### EXERCISE DETAILS
Extract every line of the material that holds the string "positive".

[Opening SOURCE DATA section]

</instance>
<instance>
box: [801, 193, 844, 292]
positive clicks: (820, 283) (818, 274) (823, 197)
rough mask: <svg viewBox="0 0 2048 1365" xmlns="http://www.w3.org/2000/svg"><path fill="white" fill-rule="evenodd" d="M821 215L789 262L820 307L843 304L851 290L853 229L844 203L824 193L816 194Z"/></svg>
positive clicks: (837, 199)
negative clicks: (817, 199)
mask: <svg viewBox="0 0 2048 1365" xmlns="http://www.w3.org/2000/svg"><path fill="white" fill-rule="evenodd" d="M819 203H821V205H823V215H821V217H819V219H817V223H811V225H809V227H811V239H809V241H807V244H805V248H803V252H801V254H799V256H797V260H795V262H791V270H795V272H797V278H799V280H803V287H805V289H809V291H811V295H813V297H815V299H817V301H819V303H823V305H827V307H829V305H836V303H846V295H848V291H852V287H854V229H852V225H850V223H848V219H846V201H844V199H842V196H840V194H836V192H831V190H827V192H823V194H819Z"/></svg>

[Closing SOURCE DATA section]

### OUTPUT OF THE EXERCISE
positive clicks: (820, 283) (818, 274) (823, 197)
positive clicks: (837, 199)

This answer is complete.